Rows from a dataset:

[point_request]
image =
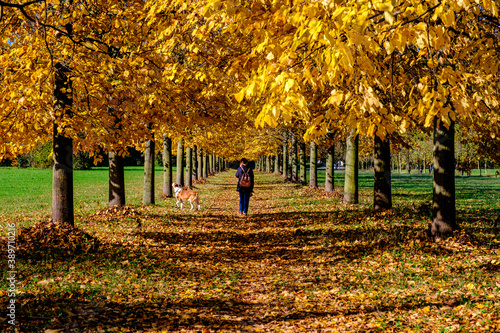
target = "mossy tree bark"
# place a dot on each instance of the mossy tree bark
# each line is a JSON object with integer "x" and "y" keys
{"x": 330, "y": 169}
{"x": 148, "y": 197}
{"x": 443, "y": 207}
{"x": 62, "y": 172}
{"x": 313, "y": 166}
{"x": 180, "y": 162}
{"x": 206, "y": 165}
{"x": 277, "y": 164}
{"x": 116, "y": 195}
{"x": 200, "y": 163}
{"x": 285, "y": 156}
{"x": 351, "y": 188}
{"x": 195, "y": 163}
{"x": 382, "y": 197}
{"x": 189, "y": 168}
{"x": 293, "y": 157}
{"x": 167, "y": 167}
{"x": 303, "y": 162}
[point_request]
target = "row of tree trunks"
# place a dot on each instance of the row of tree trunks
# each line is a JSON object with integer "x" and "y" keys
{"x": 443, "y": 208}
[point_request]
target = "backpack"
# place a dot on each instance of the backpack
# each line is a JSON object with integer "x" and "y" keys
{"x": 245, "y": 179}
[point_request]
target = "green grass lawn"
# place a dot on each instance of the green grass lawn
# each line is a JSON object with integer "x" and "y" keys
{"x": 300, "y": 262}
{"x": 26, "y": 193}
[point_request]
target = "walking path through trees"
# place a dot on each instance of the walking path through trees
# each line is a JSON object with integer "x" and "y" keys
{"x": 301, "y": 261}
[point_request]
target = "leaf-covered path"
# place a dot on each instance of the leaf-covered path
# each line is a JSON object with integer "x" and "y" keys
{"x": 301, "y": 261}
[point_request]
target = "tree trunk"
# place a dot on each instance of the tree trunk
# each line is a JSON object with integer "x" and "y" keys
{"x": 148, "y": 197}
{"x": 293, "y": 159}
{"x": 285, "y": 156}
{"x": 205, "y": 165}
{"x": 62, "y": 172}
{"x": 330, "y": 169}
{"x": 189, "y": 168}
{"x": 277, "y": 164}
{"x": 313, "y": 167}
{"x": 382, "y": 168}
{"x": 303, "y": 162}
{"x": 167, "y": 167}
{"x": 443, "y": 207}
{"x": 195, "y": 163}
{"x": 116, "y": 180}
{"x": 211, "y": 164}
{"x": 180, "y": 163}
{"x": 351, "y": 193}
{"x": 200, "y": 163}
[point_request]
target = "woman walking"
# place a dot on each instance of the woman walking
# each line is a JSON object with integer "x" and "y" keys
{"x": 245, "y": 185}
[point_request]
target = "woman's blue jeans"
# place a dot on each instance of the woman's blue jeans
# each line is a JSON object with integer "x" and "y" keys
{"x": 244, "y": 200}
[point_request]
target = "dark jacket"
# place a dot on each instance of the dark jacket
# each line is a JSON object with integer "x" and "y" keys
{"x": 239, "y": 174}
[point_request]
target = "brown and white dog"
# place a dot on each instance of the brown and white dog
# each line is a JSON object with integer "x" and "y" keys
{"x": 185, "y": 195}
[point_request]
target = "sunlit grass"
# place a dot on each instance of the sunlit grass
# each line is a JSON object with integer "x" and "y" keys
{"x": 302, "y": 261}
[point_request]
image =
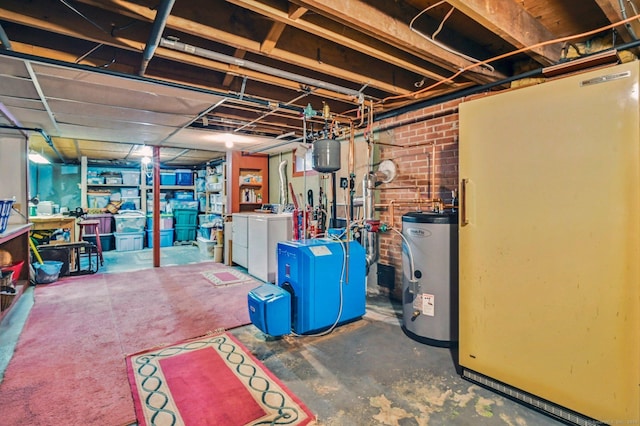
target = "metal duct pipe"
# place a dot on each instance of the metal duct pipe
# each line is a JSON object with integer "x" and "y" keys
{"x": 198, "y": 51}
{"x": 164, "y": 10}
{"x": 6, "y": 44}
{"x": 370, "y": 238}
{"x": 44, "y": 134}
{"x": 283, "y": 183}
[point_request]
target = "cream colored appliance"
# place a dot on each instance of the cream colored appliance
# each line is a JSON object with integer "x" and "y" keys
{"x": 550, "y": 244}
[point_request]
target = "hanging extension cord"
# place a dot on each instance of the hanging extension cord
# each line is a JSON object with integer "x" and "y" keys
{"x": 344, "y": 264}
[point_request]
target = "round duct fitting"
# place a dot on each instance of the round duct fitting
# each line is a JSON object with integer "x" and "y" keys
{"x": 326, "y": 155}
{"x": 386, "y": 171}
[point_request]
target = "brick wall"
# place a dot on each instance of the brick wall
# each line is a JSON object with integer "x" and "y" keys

• Task instructions
Can you repeat every record above exactly, apart from the pictures?

• Exercise response
[point_request]
image =
target = "mossy tree bark"
# place a dot on each instance of the mossy tree bark
# each line is a JSON object with integer "x" and "y" keys
{"x": 330, "y": 169}
{"x": 148, "y": 197}
{"x": 443, "y": 207}
{"x": 62, "y": 172}
{"x": 313, "y": 166}
{"x": 180, "y": 162}
{"x": 206, "y": 165}
{"x": 277, "y": 164}
{"x": 116, "y": 195}
{"x": 200, "y": 163}
{"x": 285, "y": 156}
{"x": 351, "y": 188}
{"x": 195, "y": 163}
{"x": 382, "y": 197}
{"x": 189, "y": 168}
{"x": 293, "y": 157}
{"x": 167, "y": 167}
{"x": 303, "y": 162}
[point_request]
target = "row of tree trunks"
# place a dot on each instance of the row of tree trunks
# each line is a JSON object with integer "x" and "y" keys
{"x": 443, "y": 208}
[point_request]
target = "backpack"
# place a dot on each instance of the backpack
# each line is a JSON object with integer "x" and "y" keys
{"x": 245, "y": 179}
[point_request]
target = "green grass lawn"
# place a dot on each instance of the green grass lawn
# each line is a JSON object with integer "x" and "y" keys
{"x": 300, "y": 262}
{"x": 26, "y": 193}
[point_request]
target = "walking path through trees"
# place a dot on each instance of the walking path through trees
# each line is a JSON object with integer "x" and "y" keys
{"x": 301, "y": 261}
[point_request]
target = "leaf-covered path"
# place a dot on each instance of the leaf-covered path
# each line is a JSON object with integer "x" and "y" keys
{"x": 301, "y": 261}
[point_request]
target = "tree trunk"
# place a dot on each instance of the tree trunk
# each line is a JSON object with integer "x" and "y" keys
{"x": 148, "y": 197}
{"x": 293, "y": 159}
{"x": 285, "y": 156}
{"x": 205, "y": 165}
{"x": 62, "y": 172}
{"x": 330, "y": 169}
{"x": 189, "y": 168}
{"x": 277, "y": 164}
{"x": 313, "y": 167}
{"x": 382, "y": 168}
{"x": 303, "y": 162}
{"x": 167, "y": 167}
{"x": 443, "y": 207}
{"x": 195, "y": 163}
{"x": 116, "y": 180}
{"x": 211, "y": 164}
{"x": 180, "y": 163}
{"x": 351, "y": 193}
{"x": 200, "y": 163}
[point_request]
target = "woman walking"
# place a dot on each instance of the woman walking
# each line is a JSON object with integer "x" and "y" keys
{"x": 245, "y": 185}
[point_request]
target = "woman's blue jeans"
# place a dot on each instance of the woman's blue jeans
# each line is a JSON object with integer "x" and "y" keys
{"x": 244, "y": 200}
[point_request]
target = "dark jacket"
# place a dot on each instance of the dark jacket
# each line is a JSON object with integer "x" and "y" keys
{"x": 239, "y": 174}
[point_request]
target = "brown and white dog"
# place a dot on each instance of the brown and white dog
# each line is a JSON object with integer "x" and "y" keys
{"x": 185, "y": 195}
[point_request]
target = "sunlit grass"
# place a dot on each instance of the sunlit grass
# each line is a JSON object with integer "x" and "y" keys
{"x": 302, "y": 261}
[point_request]
image =
target = "metal duct pipe"
# place a dot on each instance of the metal duct pipe
# each line is a JSON object with integer "x" and "y" keys
{"x": 198, "y": 51}
{"x": 164, "y": 10}
{"x": 6, "y": 44}
{"x": 370, "y": 238}
{"x": 44, "y": 134}
{"x": 283, "y": 183}
[point_request]
target = "cream colored appliance"
# place a dot on each instance of the cream colored appliance
# each line is a JSON object with integer "x" and "y" keys
{"x": 550, "y": 244}
[point_request]
target = "hanging extension cord"
# place a dot on each instance of the hanging extension cord
# each line is a JSON object with integer "x" and "y" keys
{"x": 344, "y": 264}
[point_request]
target = "round duct fitting"
# place a dot on each instance of the round duct fitting
# each line is a JSON object with integer "x" and "y" keys
{"x": 326, "y": 155}
{"x": 386, "y": 171}
[point_request]
target = "brick wall"
# place a dot on each instance of the brick wall
# each line is a JSON object with integer "x" and "y" keys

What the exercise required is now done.